(Records)
"""
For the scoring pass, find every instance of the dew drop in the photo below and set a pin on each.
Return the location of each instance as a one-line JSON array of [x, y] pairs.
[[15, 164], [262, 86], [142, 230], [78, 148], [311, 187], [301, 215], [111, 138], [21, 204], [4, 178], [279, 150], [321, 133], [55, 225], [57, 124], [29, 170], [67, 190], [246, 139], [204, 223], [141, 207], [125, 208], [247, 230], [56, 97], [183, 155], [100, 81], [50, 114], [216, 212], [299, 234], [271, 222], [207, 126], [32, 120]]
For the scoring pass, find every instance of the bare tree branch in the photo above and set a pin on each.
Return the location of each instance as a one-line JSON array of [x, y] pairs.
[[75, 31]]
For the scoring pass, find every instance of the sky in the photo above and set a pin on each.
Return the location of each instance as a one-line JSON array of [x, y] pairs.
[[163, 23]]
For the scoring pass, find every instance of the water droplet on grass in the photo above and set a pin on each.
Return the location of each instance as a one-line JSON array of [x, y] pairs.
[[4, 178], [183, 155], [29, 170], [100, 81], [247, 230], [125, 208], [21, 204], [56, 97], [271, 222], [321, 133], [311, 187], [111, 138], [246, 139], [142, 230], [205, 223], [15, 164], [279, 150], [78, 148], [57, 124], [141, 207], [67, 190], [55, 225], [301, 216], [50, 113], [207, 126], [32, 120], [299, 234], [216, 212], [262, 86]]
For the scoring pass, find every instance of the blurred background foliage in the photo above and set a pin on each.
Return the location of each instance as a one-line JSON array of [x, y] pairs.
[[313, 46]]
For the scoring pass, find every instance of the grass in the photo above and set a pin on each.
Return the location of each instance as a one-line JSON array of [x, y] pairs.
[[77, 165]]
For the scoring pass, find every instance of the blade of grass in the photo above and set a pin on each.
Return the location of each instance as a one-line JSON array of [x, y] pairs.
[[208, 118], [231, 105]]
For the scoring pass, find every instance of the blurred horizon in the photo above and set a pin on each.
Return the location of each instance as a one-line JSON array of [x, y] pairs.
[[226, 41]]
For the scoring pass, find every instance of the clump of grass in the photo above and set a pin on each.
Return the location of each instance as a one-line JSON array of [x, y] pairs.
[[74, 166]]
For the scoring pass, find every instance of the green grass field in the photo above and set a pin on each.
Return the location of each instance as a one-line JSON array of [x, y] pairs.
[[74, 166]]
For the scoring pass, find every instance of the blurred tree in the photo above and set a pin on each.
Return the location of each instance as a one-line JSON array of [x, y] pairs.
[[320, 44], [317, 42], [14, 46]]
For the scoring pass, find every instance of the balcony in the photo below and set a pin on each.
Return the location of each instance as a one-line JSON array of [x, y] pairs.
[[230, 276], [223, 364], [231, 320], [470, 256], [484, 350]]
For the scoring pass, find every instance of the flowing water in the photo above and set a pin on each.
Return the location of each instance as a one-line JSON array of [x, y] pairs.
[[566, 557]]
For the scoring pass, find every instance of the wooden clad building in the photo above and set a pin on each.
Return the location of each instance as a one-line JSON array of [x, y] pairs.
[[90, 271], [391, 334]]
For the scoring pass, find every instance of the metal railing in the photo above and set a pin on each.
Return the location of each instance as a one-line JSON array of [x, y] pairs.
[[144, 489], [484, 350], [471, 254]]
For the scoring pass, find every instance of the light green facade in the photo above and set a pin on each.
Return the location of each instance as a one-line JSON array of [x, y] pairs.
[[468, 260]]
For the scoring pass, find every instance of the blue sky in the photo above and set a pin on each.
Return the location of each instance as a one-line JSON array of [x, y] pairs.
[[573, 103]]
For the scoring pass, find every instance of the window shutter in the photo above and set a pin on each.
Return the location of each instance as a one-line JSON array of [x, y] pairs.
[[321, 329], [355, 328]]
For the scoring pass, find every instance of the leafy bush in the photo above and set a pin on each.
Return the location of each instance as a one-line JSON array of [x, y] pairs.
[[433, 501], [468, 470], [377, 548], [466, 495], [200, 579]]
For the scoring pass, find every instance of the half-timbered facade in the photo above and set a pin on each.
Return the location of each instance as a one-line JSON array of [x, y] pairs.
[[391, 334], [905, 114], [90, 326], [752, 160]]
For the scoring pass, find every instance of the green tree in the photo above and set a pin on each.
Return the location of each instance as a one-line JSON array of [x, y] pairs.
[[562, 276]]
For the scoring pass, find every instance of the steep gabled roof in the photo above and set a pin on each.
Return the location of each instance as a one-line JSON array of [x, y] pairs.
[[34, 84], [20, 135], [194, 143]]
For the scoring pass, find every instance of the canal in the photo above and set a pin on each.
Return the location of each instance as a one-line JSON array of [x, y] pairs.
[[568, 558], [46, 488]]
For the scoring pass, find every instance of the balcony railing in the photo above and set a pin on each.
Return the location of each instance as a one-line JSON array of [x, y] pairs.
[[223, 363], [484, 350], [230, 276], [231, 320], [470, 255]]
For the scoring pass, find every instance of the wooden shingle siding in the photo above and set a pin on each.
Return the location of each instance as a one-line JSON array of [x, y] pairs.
"""
--- Stated exercise ---
Rewrite the listing above, putting "review pass" wherever "scoring pass" appears and leaving all else as it is.

--- The solution ---
For the review pass, find every instance of the dew drop in the photo below and set a pin on each.
Return the location of each instance as a one-line JSON array of [x, y] pairs.
[[15, 164], [262, 86], [142, 230], [78, 148], [311, 187], [301, 215], [111, 138], [21, 204], [4, 178], [279, 150], [321, 133], [55, 225], [57, 124], [29, 170], [67, 190], [246, 139], [204, 223], [141, 207], [125, 208], [247, 230], [56, 97], [183, 155], [100, 81], [50, 114], [216, 212], [299, 234], [271, 222], [207, 126], [32, 120]]
For the review pass, find every instance of the bare tree branch in the photo above and set a pin on each.
Return the location of each instance as a one-line JSON array of [x, y] pairs.
[[75, 31]]
For the review pass, find every instance of the sky in the photo above and set a pin on each.
Return the location of each instance as a one-line JSON array of [x, y] pairs.
[[163, 23]]
For the review pass, find every instance of the water droplet on grass in the photo above and set a pin on each.
Return the location of each instance as a one-line JSON array of [x, y] pairs.
[[4, 178], [183, 155], [29, 170], [100, 81], [247, 230], [125, 208], [21, 204], [56, 97], [271, 222], [321, 133], [311, 187], [111, 138], [246, 139], [142, 230], [205, 223], [15, 164], [279, 150], [78, 148], [57, 124], [141, 207], [67, 190], [55, 225], [301, 216], [50, 113], [207, 126], [32, 120], [299, 234], [216, 212], [262, 86]]
For the review pass, find every instance of the blurred background foliage in the photo above and set a pin on each.
Return the location of each instance as a one-line JSON array of [x, y] pairs.
[[313, 46]]
For the review pass, find every instance of the grass in the photo above and set a pin on each.
Return the location of each instance as a one-line JSON array of [x, y] pairs.
[[77, 165]]
For the review pass, find every instance of the blade of grass in the photo above and set a pin on each.
Return the location of each instance as a one-line JSON array of [x, y] pairs.
[[208, 118], [231, 105]]
For the review pass, find every instance of the blurred horizon in the photo above and set a pin on each.
Return the location of each instance as a one-line JSON array of [x, y] pairs.
[[226, 41]]
For the review pass, find every instance of the clump of grass in the photo above and set a pin on each.
Return the location of each instance as a one-line JSON array of [x, y] pairs.
[[74, 166]]
For the review pass, find every instance of the green grass field in the photo above and set a pin on each.
Return the location of each instance as a one-line JSON array of [x, y] pairs.
[[74, 166]]
For the review pass, find every instance of the blurred tree in the photo above and set a pin on each.
Return the location of each instance as a one-line JSON array of [x, y] pairs.
[[320, 44], [317, 42], [14, 46]]
For the review pass, find every instance of the balcony in the photo below and set a pin on each.
Return the location of each instance as a one-line JSON array of [x, y] pairs.
[[230, 276], [223, 364], [231, 320], [470, 256], [484, 350]]
For the review pass, find every instance of the flowing water in the photo above and set a pin on each.
Return the location of each instance as a one-line JSON array of [x, y] pairs.
[[566, 557]]
For the review pass, find every instance of the wooden clad building in the photo above and set a pin on each.
Return the location of each instance as a one-line JSON array of [x, y] pairs.
[[90, 271], [391, 334]]
For the review pass, find every instance of the metal railing in the photo above and set a pin on each.
Return the location of each instance as a one-line JSON array of [x, y] pairs.
[[144, 489], [484, 350], [471, 254]]
For the review pass, find every instance of the light green facade in the photo above and set a pin on each.
Return the location of each instance as a one-line JSON array of [x, y] pairs.
[[468, 260]]
For the review pass, find every instance of the blue sky in the photo above and set a pin on each.
Return the location of each instance as a one-line JSON array of [x, y] pairs.
[[573, 103]]
For the review pass, find every instance of the window shutter in the photo above and set a pin on each.
Return the location of each instance as a one-line JSON array of [x, y] pairs.
[[321, 329], [355, 328]]
For the review pass, find every instance of the leafy bush in the photo above and set a pin on each.
Return the location of each instance as a one-line JSON array of [x, y] pairs.
[[433, 501], [468, 470], [377, 548], [466, 495], [200, 579]]
For the review pass, find every instance of the half-timbered facade in the photo above and set a pin on each.
Return the location of each instance as a one-line JSON array of [x, y] pairs.
[[391, 334], [905, 114], [90, 326], [752, 160]]
For the review pass, find every instance of the green tree in the photo above and set a pin on each.
Return the location of each instance as a one-line JSON array of [x, y] pairs.
[[562, 276]]
For the review pass, find every instance of the steep gabled roof in the photo above and set a pin on each.
Return the location of each instance as a one-line JSON array of [x, y] pairs.
[[34, 84], [20, 135], [194, 143]]
For the review pass, find every instance of the canal in the photo above and set a pin on each.
Return the location of each instance as a one-line JSON array of [x, y] pairs.
[[568, 558], [46, 488]]
For the review pass, find every instance of the balcony railing in the photo above and set a pin on each.
Return the location of each instance as a one-line JSON array of [x, y] pairs.
[[223, 363], [484, 350], [230, 276], [231, 320], [470, 255]]
For the review pass, find every instance of the wooden shingle siding in the photo above and set a pin on each.
Return the location of each instance as a one-line JSON array of [x, y] pairs.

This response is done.